— EXERCISE DETAILS —
Reproduce every record below exactly, with the pictures left out.

— DATASET EXTRACT —
-- Opening Marker --
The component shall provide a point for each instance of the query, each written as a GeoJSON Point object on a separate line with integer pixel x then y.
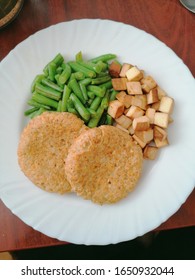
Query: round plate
{"type": "Point", "coordinates": [165, 183]}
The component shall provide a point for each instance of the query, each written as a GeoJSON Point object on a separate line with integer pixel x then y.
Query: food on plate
{"type": "Point", "coordinates": [103, 164]}
{"type": "Point", "coordinates": [82, 87]}
{"type": "Point", "coordinates": [140, 108]}
{"type": "Point", "coordinates": [43, 146]}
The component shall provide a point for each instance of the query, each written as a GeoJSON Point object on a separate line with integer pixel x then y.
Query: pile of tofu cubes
{"type": "Point", "coordinates": [141, 107]}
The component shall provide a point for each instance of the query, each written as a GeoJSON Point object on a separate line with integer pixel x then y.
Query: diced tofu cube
{"type": "Point", "coordinates": [134, 74]}
{"type": "Point", "coordinates": [124, 69]}
{"type": "Point", "coordinates": [139, 141]}
{"type": "Point", "coordinates": [119, 83]}
{"type": "Point", "coordinates": [124, 98]}
{"type": "Point", "coordinates": [115, 109]}
{"type": "Point", "coordinates": [161, 119]}
{"type": "Point", "coordinates": [114, 69]}
{"type": "Point", "coordinates": [145, 135]}
{"type": "Point", "coordinates": [121, 128]}
{"type": "Point", "coordinates": [166, 104]}
{"type": "Point", "coordinates": [141, 123]}
{"type": "Point", "coordinates": [160, 144]}
{"type": "Point", "coordinates": [161, 93]}
{"type": "Point", "coordinates": [156, 105]}
{"type": "Point", "coordinates": [140, 101]}
{"type": "Point", "coordinates": [152, 96]}
{"type": "Point", "coordinates": [134, 112]}
{"type": "Point", "coordinates": [149, 81]}
{"type": "Point", "coordinates": [150, 152]}
{"type": "Point", "coordinates": [150, 112]}
{"type": "Point", "coordinates": [124, 121]}
{"type": "Point", "coordinates": [159, 133]}
{"type": "Point", "coordinates": [134, 88]}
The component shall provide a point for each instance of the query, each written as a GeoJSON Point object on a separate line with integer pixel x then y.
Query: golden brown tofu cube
{"type": "Point", "coordinates": [160, 144]}
{"type": "Point", "coordinates": [114, 69]}
{"type": "Point", "coordinates": [150, 112]}
{"type": "Point", "coordinates": [134, 74]}
{"type": "Point", "coordinates": [124, 121]}
{"type": "Point", "coordinates": [150, 152]}
{"type": "Point", "coordinates": [145, 135]}
{"type": "Point", "coordinates": [141, 123]}
{"type": "Point", "coordinates": [119, 83]}
{"type": "Point", "coordinates": [124, 69]}
{"type": "Point", "coordinates": [134, 88]}
{"type": "Point", "coordinates": [149, 82]}
{"type": "Point", "coordinates": [124, 98]}
{"type": "Point", "coordinates": [115, 109]}
{"type": "Point", "coordinates": [161, 119]}
{"type": "Point", "coordinates": [152, 96]}
{"type": "Point", "coordinates": [166, 104]}
{"type": "Point", "coordinates": [139, 101]}
{"type": "Point", "coordinates": [134, 112]}
{"type": "Point", "coordinates": [139, 141]}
-- Closing Marker --
— WRITTEN SOLUTION —
The component shall provide a point for each instance of the query, each written as a GeoJSON Point object on a separate line with integer pixel x then y.
Query: round plate
{"type": "Point", "coordinates": [165, 183]}
The component shall provide a point for each instance of the query, each written as a GeoJSON Point object on a separate line with integer pixel x then y.
Query: food on plate
{"type": "Point", "coordinates": [103, 164]}
{"type": "Point", "coordinates": [82, 87]}
{"type": "Point", "coordinates": [140, 108]}
{"type": "Point", "coordinates": [43, 146]}
The component shall provide a point for each instance of the query, each written as a GeoJSON Point object on a separate line with integer pixel x then y.
Query: pile of tofu cubes
{"type": "Point", "coordinates": [141, 107]}
The component shall provide a point for each instance of the query, each written as a GeoJSON Point object on a separate line with integer pixel x then y.
Query: diced tofu cube
{"type": "Point", "coordinates": [134, 74]}
{"type": "Point", "coordinates": [124, 69]}
{"type": "Point", "coordinates": [139, 141]}
{"type": "Point", "coordinates": [119, 83]}
{"type": "Point", "coordinates": [124, 98]}
{"type": "Point", "coordinates": [115, 109]}
{"type": "Point", "coordinates": [161, 119]}
{"type": "Point", "coordinates": [114, 69]}
{"type": "Point", "coordinates": [145, 135]}
{"type": "Point", "coordinates": [121, 128]}
{"type": "Point", "coordinates": [166, 104]}
{"type": "Point", "coordinates": [141, 123]}
{"type": "Point", "coordinates": [160, 144]}
{"type": "Point", "coordinates": [161, 93]}
{"type": "Point", "coordinates": [156, 105]}
{"type": "Point", "coordinates": [140, 101]}
{"type": "Point", "coordinates": [152, 96]}
{"type": "Point", "coordinates": [134, 112]}
{"type": "Point", "coordinates": [149, 81]}
{"type": "Point", "coordinates": [150, 152]}
{"type": "Point", "coordinates": [150, 112]}
{"type": "Point", "coordinates": [124, 121]}
{"type": "Point", "coordinates": [159, 133]}
{"type": "Point", "coordinates": [134, 88]}
The component shall provide a point for each instance of the query, each written as a GeoJSON Point object on a separate line with integer pixel x then y.
Query: golden brown tofu cube
{"type": "Point", "coordinates": [160, 144]}
{"type": "Point", "coordinates": [114, 69]}
{"type": "Point", "coordinates": [150, 112]}
{"type": "Point", "coordinates": [134, 74]}
{"type": "Point", "coordinates": [124, 121]}
{"type": "Point", "coordinates": [150, 152]}
{"type": "Point", "coordinates": [145, 135]}
{"type": "Point", "coordinates": [141, 123]}
{"type": "Point", "coordinates": [119, 83]}
{"type": "Point", "coordinates": [124, 69]}
{"type": "Point", "coordinates": [134, 88]}
{"type": "Point", "coordinates": [149, 82]}
{"type": "Point", "coordinates": [124, 98]}
{"type": "Point", "coordinates": [115, 109]}
{"type": "Point", "coordinates": [161, 119]}
{"type": "Point", "coordinates": [152, 96]}
{"type": "Point", "coordinates": [166, 104]}
{"type": "Point", "coordinates": [139, 101]}
{"type": "Point", "coordinates": [134, 112]}
{"type": "Point", "coordinates": [139, 141]}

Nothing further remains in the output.